YOUR OBJECTIVE » From the first line onward, reproduce the records exactly; the final line to include is the one holding "Target: brick retaining wall".

Collected data
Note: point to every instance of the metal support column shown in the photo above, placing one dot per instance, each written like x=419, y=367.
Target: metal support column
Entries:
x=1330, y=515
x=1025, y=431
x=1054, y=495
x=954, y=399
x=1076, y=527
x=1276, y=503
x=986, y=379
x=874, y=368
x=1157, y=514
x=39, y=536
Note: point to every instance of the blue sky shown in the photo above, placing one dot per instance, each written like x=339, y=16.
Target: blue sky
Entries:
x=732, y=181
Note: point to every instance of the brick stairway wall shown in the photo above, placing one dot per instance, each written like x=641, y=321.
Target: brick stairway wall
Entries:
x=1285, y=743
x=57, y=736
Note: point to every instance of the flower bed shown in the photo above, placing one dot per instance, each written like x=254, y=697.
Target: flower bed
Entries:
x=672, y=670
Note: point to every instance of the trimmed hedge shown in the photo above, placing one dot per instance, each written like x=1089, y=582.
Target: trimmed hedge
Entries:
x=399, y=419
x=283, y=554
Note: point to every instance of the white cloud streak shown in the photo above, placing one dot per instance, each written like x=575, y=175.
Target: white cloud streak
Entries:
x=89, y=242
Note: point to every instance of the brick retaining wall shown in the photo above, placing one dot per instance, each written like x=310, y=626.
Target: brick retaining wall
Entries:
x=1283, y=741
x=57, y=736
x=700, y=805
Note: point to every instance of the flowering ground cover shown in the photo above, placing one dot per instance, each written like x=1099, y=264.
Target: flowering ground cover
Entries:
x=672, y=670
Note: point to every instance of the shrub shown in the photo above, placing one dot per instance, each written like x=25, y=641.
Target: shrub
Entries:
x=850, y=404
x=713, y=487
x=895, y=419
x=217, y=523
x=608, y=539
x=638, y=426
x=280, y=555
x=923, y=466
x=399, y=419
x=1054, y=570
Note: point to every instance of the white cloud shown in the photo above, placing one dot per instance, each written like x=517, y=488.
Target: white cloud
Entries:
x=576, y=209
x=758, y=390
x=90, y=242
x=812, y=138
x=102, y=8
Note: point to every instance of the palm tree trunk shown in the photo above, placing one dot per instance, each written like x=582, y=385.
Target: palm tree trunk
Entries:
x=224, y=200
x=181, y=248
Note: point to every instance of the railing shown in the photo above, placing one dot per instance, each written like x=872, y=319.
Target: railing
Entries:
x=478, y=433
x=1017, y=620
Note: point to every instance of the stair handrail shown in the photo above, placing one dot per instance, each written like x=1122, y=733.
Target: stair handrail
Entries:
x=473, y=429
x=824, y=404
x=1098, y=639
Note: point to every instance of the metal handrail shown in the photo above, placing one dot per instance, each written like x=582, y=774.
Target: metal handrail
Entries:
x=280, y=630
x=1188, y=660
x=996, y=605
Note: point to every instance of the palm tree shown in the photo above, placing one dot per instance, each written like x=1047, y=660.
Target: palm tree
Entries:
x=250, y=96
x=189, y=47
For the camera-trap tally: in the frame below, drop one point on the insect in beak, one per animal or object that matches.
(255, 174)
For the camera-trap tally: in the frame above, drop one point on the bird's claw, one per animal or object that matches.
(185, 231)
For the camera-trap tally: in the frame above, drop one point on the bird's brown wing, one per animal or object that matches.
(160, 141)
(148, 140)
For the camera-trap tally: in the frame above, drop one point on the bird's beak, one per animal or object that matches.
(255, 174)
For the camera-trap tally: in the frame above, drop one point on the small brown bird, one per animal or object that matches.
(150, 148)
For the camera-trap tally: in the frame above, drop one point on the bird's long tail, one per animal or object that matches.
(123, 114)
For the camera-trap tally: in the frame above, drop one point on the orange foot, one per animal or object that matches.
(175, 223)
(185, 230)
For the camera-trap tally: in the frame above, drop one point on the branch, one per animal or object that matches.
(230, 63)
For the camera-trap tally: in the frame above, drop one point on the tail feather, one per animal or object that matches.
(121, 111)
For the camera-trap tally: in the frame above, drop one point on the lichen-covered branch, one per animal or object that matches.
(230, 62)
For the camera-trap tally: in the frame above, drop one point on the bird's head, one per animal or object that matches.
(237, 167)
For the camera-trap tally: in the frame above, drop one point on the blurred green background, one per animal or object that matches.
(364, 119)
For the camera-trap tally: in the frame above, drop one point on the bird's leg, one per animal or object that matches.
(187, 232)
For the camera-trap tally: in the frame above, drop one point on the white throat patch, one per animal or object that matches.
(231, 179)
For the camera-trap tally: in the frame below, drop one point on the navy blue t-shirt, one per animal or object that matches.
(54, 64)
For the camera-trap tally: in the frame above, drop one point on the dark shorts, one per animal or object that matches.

SOLUTION TO THIS EXERCISE »
Note: point to every instance of the metal support column shown in the photo above, placing one dot per instance, each written like x=419, y=367.
Target: metal support column
Entries:
x=1330, y=515
x=1025, y=431
x=1054, y=495
x=954, y=399
x=1076, y=527
x=1276, y=503
x=986, y=379
x=874, y=368
x=1157, y=514
x=39, y=536
Note: point to every instance of the blue sky shown in the photo above, placing one dot per instance, each written like x=339, y=16.
Target: blue sky
Entries:
x=732, y=181
Note: point to every instance of the brick stairway wall shown in the photo above, placing one dot per instance, each written like x=641, y=321.
Target: brick stairway wall
Entries:
x=1285, y=743
x=57, y=736
Note: point to every instance of the flower bed shown in the photo above, placing one dot per instance, each written like x=254, y=697.
Target: flower bed
Entries:
x=672, y=670
Note: point to every instance of the trimmed hedge shown in the photo above, placing one dot per instance, each written like x=1089, y=582.
Target: trimmed hedge
Entries:
x=399, y=419
x=283, y=554
Note: point to every instance of the white cloud streak shown in the photo above, placing one dot per instance, each written like x=575, y=175.
Target: white cloud streak
Entries:
x=89, y=242
Note: point to every instance of the brick retaining wall shown in the photo above, placing one dot per instance, each written like x=310, y=626.
Target: brick retaining wall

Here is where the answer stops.